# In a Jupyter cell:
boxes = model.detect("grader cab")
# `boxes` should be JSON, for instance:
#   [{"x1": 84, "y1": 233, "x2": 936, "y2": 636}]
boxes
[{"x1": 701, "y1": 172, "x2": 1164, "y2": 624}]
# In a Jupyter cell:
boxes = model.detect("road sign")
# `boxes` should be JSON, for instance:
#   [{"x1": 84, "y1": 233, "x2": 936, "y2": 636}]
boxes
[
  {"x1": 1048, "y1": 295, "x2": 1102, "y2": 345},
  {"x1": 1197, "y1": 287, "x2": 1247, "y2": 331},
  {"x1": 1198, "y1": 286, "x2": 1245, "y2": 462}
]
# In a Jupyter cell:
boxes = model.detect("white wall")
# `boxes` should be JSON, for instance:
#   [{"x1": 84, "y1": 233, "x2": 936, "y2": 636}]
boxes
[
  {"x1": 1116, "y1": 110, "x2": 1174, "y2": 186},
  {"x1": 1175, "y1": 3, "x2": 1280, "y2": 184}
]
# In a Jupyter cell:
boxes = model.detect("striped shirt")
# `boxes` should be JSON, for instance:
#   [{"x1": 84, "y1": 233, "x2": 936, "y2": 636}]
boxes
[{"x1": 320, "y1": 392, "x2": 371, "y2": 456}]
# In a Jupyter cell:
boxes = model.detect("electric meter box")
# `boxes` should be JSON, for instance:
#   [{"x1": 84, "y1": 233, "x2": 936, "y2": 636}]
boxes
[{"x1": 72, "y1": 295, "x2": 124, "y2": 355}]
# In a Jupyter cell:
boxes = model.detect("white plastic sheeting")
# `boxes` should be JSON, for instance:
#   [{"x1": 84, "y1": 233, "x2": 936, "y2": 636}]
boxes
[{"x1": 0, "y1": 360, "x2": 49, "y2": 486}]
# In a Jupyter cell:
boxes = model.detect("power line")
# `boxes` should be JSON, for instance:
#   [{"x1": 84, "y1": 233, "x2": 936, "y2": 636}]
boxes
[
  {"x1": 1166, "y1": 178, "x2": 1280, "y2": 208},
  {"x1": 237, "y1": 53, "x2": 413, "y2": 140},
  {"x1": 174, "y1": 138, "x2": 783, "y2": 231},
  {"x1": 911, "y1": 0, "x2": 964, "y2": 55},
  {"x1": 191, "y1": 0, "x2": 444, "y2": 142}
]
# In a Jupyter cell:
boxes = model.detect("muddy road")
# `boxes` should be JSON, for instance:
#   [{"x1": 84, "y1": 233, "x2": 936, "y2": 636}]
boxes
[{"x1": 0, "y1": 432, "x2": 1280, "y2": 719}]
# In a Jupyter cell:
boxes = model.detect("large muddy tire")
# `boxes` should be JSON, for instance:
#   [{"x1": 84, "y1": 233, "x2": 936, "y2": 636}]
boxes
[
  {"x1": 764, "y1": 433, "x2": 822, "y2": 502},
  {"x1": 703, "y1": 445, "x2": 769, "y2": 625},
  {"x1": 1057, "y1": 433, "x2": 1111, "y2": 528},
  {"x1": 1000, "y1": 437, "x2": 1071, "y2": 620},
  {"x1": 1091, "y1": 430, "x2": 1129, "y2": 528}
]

········

_To be done:_
Tally the lines of the records above that contain the string "road", treating uppercase and lowercase as different, and reply with the number alone.

_Task output:_
2